Tareas por resolver>
1. ¿Qué obras literarias se anuncian para analizar en el fragmento sobre el peronismo y la literatura argentina? Nombra cada una junto con su autor.
2. Prosigue el fragmento sobre el peronismo y la literatura argentina a partir de su última oración.

Texto proporcionado>
El Otro como agente del caos

La década de 1945-1955 cristalizó tensiones que tomaron distintas magnitudes, aunque la que se intenta visibilizar aquí se supedita exclusivamente a la crisis estructural del régimen democrático en torno de dos ejes: la afluencia a la escena política de una enorme masa de

población marginal que defendía las medidas que el nuevo orden peronista proponía como hecho de “justicia social”, por un lado, y los sectores ligados a la oligarquía que reaccionaban a la quita de privilegios cuya potestad se arrojaban como estado natural de las cosas, por el otro.

Teniendo en cuenta esta construcción histórica de un Nosotros que entra en crisis con la irrupción del peronismo, y dejando de lado la Historia como aquella fábula del pasado común, es que se realizará un pequeño derrotero por algunas de las obras más influyentes de la literatura argentina, para comprender de qué manera una matriz literaria se repite a fin de mantener bajo la sombra todo aquello que no se adecuara a los parámetros estéticos con que comulgaba. Es así que se abordará El Matadero de Echeverría y La fiesta del monstruo de Bustos Domecq por un lado, y por el otro, Eva Perón en la hoguera, de Leónidas Lamborghini, que se presenta como la contrapartida necesaria de aquella construcción literaria.

Extractos de datos>
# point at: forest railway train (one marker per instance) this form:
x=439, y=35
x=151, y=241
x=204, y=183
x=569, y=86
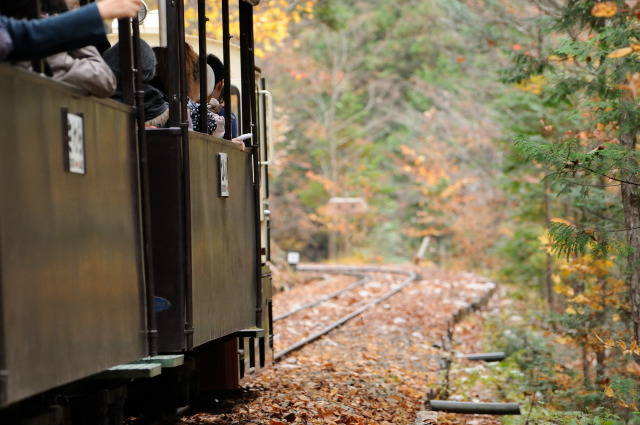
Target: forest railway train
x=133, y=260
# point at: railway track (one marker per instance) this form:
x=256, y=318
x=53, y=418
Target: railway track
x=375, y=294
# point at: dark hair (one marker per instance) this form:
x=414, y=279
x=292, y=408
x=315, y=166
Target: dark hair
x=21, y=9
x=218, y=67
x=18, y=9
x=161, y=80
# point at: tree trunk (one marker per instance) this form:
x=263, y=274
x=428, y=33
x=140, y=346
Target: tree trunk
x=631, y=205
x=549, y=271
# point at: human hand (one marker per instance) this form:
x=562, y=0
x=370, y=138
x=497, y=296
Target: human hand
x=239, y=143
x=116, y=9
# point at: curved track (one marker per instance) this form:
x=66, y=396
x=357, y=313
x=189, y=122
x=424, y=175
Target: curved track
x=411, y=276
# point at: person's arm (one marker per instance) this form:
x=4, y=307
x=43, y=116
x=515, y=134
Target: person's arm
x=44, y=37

Respuestas>
1.
- El Matadero, de Echeverría
- La fiesta del monstruo, de Bustos Domecq
- Eva Perón en la hoguera, de Leónidas Lamborghini

2.
Este breve derrotero de forma comparada servirá, tal vez, para comprender las dos primeras obras en tanto herramientas para corporeizar al miedo como el hilo conductivo y la manera de reagrupar un Nosotros civilizado frente a un Otro salvaje, incivil, informe, mientras que la tercera, se presenta como antítesis directa de la estética histórica imperante.

El malestar en el lenguaje

“La palabra es capaz de registrar todas las fases transitorias, imperceptibles

y fugaces de las transformaciones sociales”.

Bajtin / Voloshinov

El origen de la literatura argentina supone un escándalo: el escándalo de la irrupción del Otro. Algunas de las plumas rioplatenses más fértiles intentaron desde un principio conformar esa otredad, darle forma, según las normas instituidas, sabedores de que lo que no se deja conformar resquebraja cualquier categoría posible, sobre todo una categoría tan frágil como lo es la de Identidad Nacional, en un contexto en el que el régimen democrático capaz de fomentar la cohesión social en sus habitantes se encuentra debilitado, cuando no ausente, como sucede durante todo el siglo XIX en Argentina. Pero ese Otro no sólo escapa a las cadenas de la conformación, sino que se visibiliza con fuerza, impone de forma brutal esa otredad que lo caracteriza, y es en esa irrupción donde se descubre el fracaso en el intento de domesticarlo. Ante aquel fracaso se transforma en inadmisible, y el rol del Otro en la construcción del Nosotros pasa a ser el de anormal, porque está fuera de la norma idealmente aceptable, y todo lo que está fuera de ella pertenece al ámbito de lo prohibido, de lo oscuro, al fin, de lo peligroso. El siglo XX verá en esta situación la razón de ser de una literatura.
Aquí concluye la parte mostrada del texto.